Lights, camera, Haiti

Featured, Haiti — By SD Adkins on January 22, 2010 at 13:23

What will happen when the U.S. media interest in Haiti’s tragic story begins to fade? Already, just several days after the deadly 7.0 earthquake, we are beginning to experience the answer. After a few days of televised coverage of the tragic events and devastation, major news organization’s television anchors began to return to media centers in New York and other cities, leaving correspondents to report on the progress of the crisis. Already, in a little more than one week, the stories of human suffering have already fallen from the leading headline to headline number three or four following the news of severe weather in California, the loss of a Senate seat to an opposing party, and a former Senator fathering a child with his mistress.

In the article titled “Media Coverage of Haitian Earthquake Can’t Go There,” that appeared in the Huffington Post on January 18th, author Joseph Palermo asks an interesting question. He notes that the initial media attention on the catastrophe in Haiti successfully created a huge outpouring of support and millions of dollars in relief donations from individuals and organizations worldwide. However, Palermo asks, “but why were Haiti’s long-suffering people deemed so un-newsworthy before the quake?”

:::::

__ACTIVITY A__: From the Haiti media coverage article, write out the passage between "Featured, Haiti —" and "with his mistress.", inclusive.
__ACTIVITY B__: Render this sentence from the Haiti media coverage article into Spanish: "What will happen when the U.S. media interest in Haiti’s tragic story begins to fade?"

__EXTRACTED MATERIAL__:

:::::

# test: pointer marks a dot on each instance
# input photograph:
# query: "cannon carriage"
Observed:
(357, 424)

:::::

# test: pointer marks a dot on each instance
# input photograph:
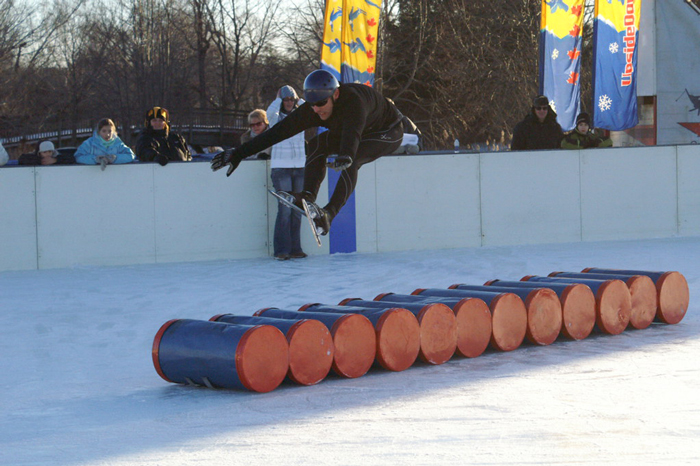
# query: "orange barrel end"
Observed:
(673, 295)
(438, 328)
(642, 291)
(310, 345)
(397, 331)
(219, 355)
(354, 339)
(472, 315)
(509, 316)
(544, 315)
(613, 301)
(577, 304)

:::::

__RESPONSE AREA A__:
Featured, Haiti — By SD Adkins on January 22, 2010 at 13:23

What will happen when the U.S. media interest in Haiti’s tragic story begins to fade? Already, just several days after the deadly 7.0 earthquake, we are beginning to experience the answer. After a few days of televised coverage of the tragic events and devastation, major news organization’s television anchors began to return to media centers in New York and other cities, leaving correspondents to report on the progress of the crisis. Already, in a little more than one week, the stories of human suffering have already fallen from the leading headline to headline number three or four following the news of severe weather in California, the loss of a Senate seat to an opposing party, and a former Senator fathering a child with his mistress.

__RESPONSE AREA B__: ¿Qué sucederá cuando el interés de los medios estadounidenses por la trágica historia de Haití comience a desvanecerse?